## Work instruction:
Although the data below holds other lines too, output only those from the line with "Tag each instance of the mouth" up to and including the line with "Tag each instance of the beige", exactly as they appear.

Image-grounded pointing data:
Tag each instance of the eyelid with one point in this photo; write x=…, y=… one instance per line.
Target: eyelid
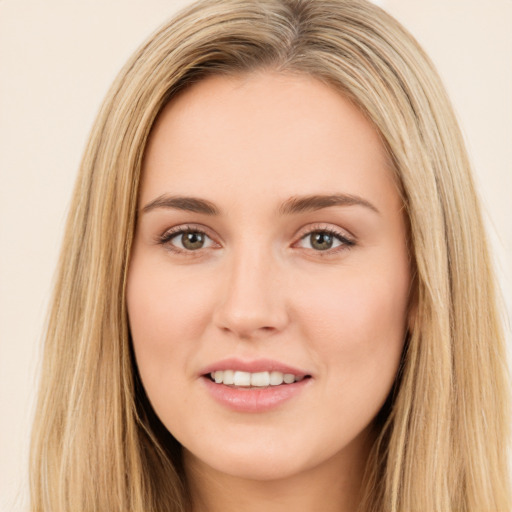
x=165, y=238
x=348, y=240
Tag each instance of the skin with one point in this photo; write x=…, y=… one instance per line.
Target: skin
x=260, y=288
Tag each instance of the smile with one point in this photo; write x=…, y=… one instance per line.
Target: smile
x=263, y=379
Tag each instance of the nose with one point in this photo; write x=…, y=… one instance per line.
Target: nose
x=252, y=301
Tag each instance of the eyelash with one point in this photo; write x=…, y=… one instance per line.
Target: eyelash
x=346, y=242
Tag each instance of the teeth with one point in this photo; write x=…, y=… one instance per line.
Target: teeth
x=258, y=379
x=276, y=378
x=242, y=379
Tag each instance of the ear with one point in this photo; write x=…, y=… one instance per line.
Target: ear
x=412, y=310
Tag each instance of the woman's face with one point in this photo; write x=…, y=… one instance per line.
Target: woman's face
x=270, y=245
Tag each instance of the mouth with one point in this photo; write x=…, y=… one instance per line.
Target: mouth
x=254, y=380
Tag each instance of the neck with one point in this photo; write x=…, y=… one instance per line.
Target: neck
x=333, y=486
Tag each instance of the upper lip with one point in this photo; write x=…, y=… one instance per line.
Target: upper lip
x=253, y=366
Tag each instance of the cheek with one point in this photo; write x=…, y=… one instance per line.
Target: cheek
x=359, y=330
x=166, y=317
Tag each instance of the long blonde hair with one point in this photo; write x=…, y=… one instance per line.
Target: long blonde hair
x=97, y=445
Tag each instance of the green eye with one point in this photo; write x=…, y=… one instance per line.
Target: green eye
x=324, y=240
x=321, y=241
x=192, y=240
x=187, y=240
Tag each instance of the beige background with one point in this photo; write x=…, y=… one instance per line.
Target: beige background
x=57, y=59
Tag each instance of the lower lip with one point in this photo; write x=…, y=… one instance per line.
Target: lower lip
x=254, y=399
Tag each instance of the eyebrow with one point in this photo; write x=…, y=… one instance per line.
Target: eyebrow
x=190, y=204
x=301, y=204
x=295, y=204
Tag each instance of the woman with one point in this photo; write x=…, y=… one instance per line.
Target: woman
x=274, y=288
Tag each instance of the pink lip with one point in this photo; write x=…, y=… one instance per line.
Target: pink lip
x=253, y=399
x=257, y=365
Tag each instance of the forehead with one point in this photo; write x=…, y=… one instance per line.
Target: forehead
x=264, y=135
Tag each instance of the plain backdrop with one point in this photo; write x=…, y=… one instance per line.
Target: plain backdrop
x=57, y=59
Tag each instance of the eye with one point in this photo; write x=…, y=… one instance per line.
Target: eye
x=324, y=240
x=187, y=239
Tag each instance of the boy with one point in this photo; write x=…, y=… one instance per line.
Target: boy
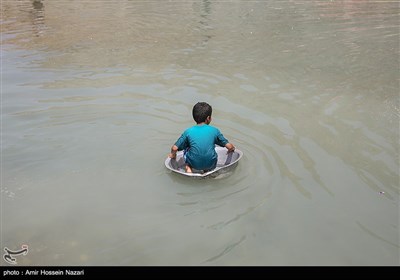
x=198, y=142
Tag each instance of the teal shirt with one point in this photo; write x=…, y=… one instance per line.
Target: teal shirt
x=200, y=141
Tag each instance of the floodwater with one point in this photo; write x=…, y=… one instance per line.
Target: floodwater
x=94, y=93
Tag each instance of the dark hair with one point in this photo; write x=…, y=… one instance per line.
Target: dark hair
x=201, y=111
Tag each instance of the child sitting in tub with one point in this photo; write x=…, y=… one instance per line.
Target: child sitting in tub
x=198, y=142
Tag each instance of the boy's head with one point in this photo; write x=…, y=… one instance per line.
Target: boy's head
x=201, y=112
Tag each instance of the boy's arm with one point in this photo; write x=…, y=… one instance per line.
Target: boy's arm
x=174, y=149
x=230, y=147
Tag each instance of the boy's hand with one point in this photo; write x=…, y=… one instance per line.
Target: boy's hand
x=230, y=147
x=172, y=155
x=174, y=149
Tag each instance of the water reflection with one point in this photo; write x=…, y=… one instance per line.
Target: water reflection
x=307, y=89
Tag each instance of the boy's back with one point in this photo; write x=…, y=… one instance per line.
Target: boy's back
x=199, y=142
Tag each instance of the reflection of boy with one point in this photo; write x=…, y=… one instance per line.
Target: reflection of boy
x=198, y=141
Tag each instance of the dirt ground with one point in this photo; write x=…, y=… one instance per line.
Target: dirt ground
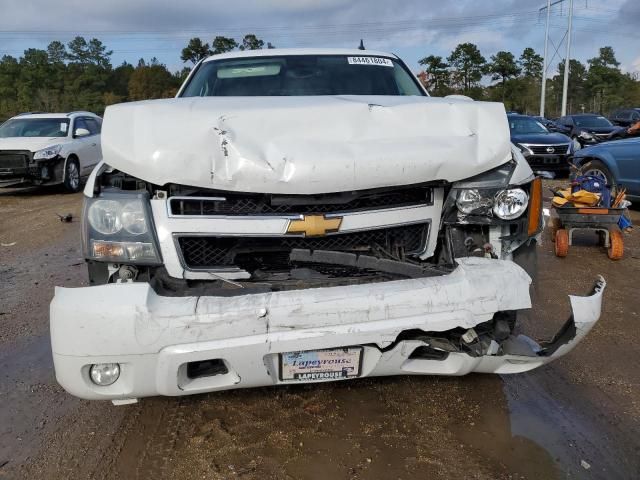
x=576, y=418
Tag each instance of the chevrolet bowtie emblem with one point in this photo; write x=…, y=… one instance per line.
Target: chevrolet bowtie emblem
x=314, y=225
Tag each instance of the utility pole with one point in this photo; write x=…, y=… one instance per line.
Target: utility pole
x=565, y=84
x=543, y=93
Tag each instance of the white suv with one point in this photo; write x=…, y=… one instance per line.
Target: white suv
x=49, y=149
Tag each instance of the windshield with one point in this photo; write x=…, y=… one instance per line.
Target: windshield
x=524, y=125
x=35, y=127
x=302, y=75
x=595, y=121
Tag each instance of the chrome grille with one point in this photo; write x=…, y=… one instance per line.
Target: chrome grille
x=13, y=161
x=250, y=204
x=562, y=149
x=201, y=252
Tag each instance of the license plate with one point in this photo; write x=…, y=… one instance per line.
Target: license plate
x=332, y=364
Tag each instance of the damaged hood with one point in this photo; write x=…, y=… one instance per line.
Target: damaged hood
x=29, y=143
x=304, y=145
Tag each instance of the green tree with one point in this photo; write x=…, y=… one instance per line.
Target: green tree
x=195, y=51
x=604, y=81
x=251, y=42
x=531, y=63
x=57, y=52
x=151, y=80
x=437, y=78
x=118, y=83
x=467, y=65
x=502, y=67
x=223, y=44
x=9, y=72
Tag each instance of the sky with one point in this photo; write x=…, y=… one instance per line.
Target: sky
x=412, y=29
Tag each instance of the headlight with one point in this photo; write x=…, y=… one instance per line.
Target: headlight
x=510, y=204
x=506, y=204
x=105, y=216
x=525, y=151
x=47, y=153
x=118, y=227
x=585, y=135
x=474, y=202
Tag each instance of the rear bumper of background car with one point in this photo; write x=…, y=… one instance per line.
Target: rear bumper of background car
x=153, y=337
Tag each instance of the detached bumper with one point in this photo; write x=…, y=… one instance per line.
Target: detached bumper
x=153, y=338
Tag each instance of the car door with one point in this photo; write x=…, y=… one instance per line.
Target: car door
x=627, y=158
x=85, y=146
x=95, y=127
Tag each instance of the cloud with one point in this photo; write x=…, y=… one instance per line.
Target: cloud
x=145, y=28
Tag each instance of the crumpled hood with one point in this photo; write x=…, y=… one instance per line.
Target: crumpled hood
x=32, y=144
x=304, y=145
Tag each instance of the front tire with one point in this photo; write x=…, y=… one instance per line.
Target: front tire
x=596, y=168
x=72, y=175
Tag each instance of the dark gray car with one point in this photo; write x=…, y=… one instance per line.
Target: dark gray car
x=618, y=162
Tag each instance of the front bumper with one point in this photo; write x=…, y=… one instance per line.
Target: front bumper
x=153, y=337
x=33, y=172
x=549, y=162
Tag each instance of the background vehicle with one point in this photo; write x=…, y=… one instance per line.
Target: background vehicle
x=551, y=125
x=586, y=128
x=625, y=132
x=625, y=116
x=49, y=149
x=544, y=150
x=618, y=162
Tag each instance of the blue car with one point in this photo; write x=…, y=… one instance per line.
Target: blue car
x=618, y=162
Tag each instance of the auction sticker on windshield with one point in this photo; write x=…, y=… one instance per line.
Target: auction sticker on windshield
x=321, y=364
x=384, y=62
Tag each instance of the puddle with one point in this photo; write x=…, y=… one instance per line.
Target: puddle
x=569, y=433
x=28, y=395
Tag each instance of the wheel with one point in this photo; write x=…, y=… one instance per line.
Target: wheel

## Task solution:
Tag each instance of the mouth with one point in this photo; write x=…, y=… one instance per line.
Target: mouth
x=254, y=380
Tag each instance of the neck with one point in this photo; write x=…, y=… one instance per line.
Target: neck
x=333, y=486
Tag each instance of the upper lip with one point in this photo; write x=…, y=… one instance per line.
Target: upper lip
x=253, y=366
Tag each instance of the cheek with one point in this photo; write x=…, y=… one instance per line.
Target: cheek
x=359, y=330
x=166, y=317
Tag each instance of the long blonde hair with one point in this photo; write x=…, y=… one instance per line.
Target: long blonde hair
x=97, y=445
Tag each instance of the green eye with one point in this photo; write x=…, y=… one instance per line.
Target: green eye
x=324, y=240
x=321, y=241
x=192, y=240
x=187, y=240
Tag each instance of the beige background with one point in this photo; write x=…, y=… one instance per line.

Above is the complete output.